--- TASK DIRECTIONS ---
Please reproduce all the rows below, requests included, and offset every point coordinate in the answers by adding 4 to it.

--- AVAILABLE DATA ---
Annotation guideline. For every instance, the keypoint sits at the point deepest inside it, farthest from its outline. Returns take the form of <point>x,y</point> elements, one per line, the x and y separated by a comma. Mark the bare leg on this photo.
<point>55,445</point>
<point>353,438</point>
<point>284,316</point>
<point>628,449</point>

--- SOLUTION TO THIS EXERCISE ---
Annotation guideline. For every instance, the keypoint sits at the point deepest inside it, farthest from its outline. Returns take the form of <point>x,y</point> elements, one per line, the x and y separated by a comma. Mark the bare leg on this photo.
<point>59,449</point>
<point>357,442</point>
<point>288,320</point>
<point>632,453</point>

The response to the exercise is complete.